Problems to solve –
a - Using the article on depression and heart disease, answer each question:
(i) According to the Centers for Disease Control and Prevention, what share of deaths in America is caused by heart disease?
(ii) In which journal is the study published?
(iii) How many times as likely to die from any cause during the follow-up period were women in the study's category?
b - From the article on depression and heart disease, reproduce the stretch from "Results showed that" through "press release reported.".
c - Decide whether each statement agrees with the article on depression and heart disease. Answer yes or no, and quote the words that decide it.
(i) The study included women aged 55 and under.
(ii) Heart disease is the leading cause of death for men only.
(iii) The increased risks found in younger women also appeared in men.

Heart disease does not discriminate against its victims. It is the leading cause of death for both men and women. A new study suggests that depression can increase one’s risk of death from heart disease complications. Interestingly, though, this increased risk was only observed to occur in women aged 55 and under suffering from moderate to severe cases of depression.  

According to the Centers for Disease Control and Prevention, one out of every four deaths in America is caused by heart disease. In an effort to better understand this extremely fatal condition, a group of researchers documented the disease's effect on women with moderate to severe depression. The study, which is published in the Journal of the American Heart Association, included women aged 55 and under. Dr. Amit Shah, an author from the study, described this age group as “more likely to have depression,” according to a press release.

Results showed that women in this age group increased their heart disease risks in ways that didn’t seem to exist in men or older women. Moderately to severely depressed women aged 55 and under were 2.17 times more likely to suffer from a heart attack, die of heart disease, or need a complicated artery-opening surgery. Women in this category were also found to be 2.45 times as likely to die from any cause during the follow-up period. Based on these figures, Shah concluded that depression may be a “‘hidden’ risk factor that can help explain why women die at disproportionately higher rates than men after a heart attack,” the press release reported.

Input data –
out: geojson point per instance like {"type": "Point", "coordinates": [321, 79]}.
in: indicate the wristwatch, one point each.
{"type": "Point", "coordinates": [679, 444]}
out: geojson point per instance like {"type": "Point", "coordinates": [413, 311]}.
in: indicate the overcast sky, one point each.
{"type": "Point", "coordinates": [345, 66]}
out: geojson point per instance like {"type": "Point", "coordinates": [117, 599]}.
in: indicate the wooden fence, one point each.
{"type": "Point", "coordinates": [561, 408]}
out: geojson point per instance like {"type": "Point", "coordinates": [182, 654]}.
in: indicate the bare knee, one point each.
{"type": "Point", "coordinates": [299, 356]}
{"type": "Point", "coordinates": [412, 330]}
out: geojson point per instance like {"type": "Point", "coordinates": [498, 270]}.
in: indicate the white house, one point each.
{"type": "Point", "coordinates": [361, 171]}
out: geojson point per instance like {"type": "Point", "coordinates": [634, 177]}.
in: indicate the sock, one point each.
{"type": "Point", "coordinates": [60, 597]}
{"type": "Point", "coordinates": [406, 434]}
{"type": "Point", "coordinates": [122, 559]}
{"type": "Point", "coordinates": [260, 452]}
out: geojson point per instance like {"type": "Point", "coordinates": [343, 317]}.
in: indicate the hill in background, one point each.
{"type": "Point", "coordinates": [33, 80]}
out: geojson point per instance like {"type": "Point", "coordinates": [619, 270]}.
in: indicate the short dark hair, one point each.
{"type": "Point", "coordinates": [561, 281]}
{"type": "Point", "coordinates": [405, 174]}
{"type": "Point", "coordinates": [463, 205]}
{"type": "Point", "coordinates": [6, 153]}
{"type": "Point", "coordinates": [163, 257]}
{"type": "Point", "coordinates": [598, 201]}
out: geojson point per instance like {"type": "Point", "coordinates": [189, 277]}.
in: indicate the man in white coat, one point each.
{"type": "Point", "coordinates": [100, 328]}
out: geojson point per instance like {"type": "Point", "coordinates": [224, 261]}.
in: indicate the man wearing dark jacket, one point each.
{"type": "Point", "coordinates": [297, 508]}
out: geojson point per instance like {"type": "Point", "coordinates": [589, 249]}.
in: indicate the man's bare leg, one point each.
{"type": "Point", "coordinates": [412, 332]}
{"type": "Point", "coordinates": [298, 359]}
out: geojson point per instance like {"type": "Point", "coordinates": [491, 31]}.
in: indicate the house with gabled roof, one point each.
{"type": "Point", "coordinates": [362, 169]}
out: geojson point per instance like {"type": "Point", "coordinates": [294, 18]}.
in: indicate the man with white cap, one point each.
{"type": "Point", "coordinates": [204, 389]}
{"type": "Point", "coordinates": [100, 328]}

Answers for each item –
a -
(i) One out of every four deaths.
(ii) The Journal of the American Heart Association.
(iii) 2.45 times.

b -
Results showed that women in this age group increased their heart disease risks in ways that didn’t seem to exist in men or older women. Moderately to severely depressed women aged 55 and under were 2.17 times more likely to suffer from a heart attack, die of heart disease, or need a complicated artery-opening surgery. Women in this category were also found to be 2.45 times as likely to die from any cause during the follow-up period. Based on these figures, Shah concluded that depression may be a “‘hidden’ risk factor that can help explain why women die at disproportionately higher rates than men after a heart attack,” the press release reported.

c -
(i) Yes: "included women aged 55 and under"
(ii) No: "It is the leading cause of death for both men and women."
(iii) No: "didn’t seem to exist in men or older women"